▶ What this task involves:
Exactly reproduce each of the entries shown below.

▶ Record set:
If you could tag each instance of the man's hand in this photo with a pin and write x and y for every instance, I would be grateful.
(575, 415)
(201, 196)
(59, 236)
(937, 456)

▶ Answer box:
If you could tag each instance of the man's hand in this photo with a pin and write x and y for every instance, I would be grateful.
(575, 415)
(201, 196)
(59, 236)
(937, 456)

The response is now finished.